• **WHAT YOU NEED TO DO**
Lay out the material below as a numbered list, from the line with "Task: point to every instance of the wrinkled" through the final line, with blank lines left out.

(Coordinate annotation records)
------------------------------

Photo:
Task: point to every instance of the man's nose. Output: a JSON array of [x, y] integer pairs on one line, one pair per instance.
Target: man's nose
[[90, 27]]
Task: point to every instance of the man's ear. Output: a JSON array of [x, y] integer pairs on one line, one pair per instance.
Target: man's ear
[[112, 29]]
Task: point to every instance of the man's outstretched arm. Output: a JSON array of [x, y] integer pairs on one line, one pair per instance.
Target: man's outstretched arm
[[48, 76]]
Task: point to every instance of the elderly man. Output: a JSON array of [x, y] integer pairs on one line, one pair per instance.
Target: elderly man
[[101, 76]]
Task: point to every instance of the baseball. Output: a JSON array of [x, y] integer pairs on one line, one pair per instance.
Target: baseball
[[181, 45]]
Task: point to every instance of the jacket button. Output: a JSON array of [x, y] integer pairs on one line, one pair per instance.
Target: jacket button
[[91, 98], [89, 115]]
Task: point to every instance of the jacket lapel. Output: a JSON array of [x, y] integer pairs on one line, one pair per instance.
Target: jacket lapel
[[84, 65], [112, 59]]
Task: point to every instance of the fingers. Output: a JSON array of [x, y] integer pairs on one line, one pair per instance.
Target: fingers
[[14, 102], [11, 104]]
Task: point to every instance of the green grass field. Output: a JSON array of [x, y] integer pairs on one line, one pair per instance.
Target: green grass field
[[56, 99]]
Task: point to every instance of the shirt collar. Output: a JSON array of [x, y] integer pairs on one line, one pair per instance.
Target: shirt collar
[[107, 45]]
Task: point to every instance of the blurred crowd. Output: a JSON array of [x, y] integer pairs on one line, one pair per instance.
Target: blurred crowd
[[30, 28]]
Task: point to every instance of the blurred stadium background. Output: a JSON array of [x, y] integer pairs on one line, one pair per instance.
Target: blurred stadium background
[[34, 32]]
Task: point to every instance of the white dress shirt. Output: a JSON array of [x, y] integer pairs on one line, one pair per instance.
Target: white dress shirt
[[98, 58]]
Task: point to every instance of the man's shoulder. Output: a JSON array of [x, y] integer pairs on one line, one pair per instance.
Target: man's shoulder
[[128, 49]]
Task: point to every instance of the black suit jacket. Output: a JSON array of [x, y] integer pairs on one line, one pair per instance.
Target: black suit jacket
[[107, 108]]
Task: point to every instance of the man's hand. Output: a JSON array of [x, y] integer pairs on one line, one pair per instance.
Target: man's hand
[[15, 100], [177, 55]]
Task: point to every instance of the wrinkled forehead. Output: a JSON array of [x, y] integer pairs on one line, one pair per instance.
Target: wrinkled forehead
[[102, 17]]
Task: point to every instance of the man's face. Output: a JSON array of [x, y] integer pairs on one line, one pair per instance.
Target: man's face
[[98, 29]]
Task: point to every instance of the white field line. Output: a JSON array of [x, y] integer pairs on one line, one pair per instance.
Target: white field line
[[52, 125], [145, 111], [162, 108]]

------------------------------

• **CORRECT RESULT**
1. Task: point to every instance of the wrinkled forehead. Output: a JSON array of [x, y] integer pairs on one line, one pair per instance.
2. Target: wrinkled forehead
3. [[102, 17]]
4. Task: point to every instance of the man's face. Output: a JSON array of [x, y] integer pairs on one line, one pair per instance.
5. Target: man's face
6. [[98, 29]]
7. Task: point to every instance of the white field line. Output: a JSON array of [x, y] integer pairs on one line, one pair per instance.
8. Target: white field line
9. [[52, 125], [145, 111], [162, 108]]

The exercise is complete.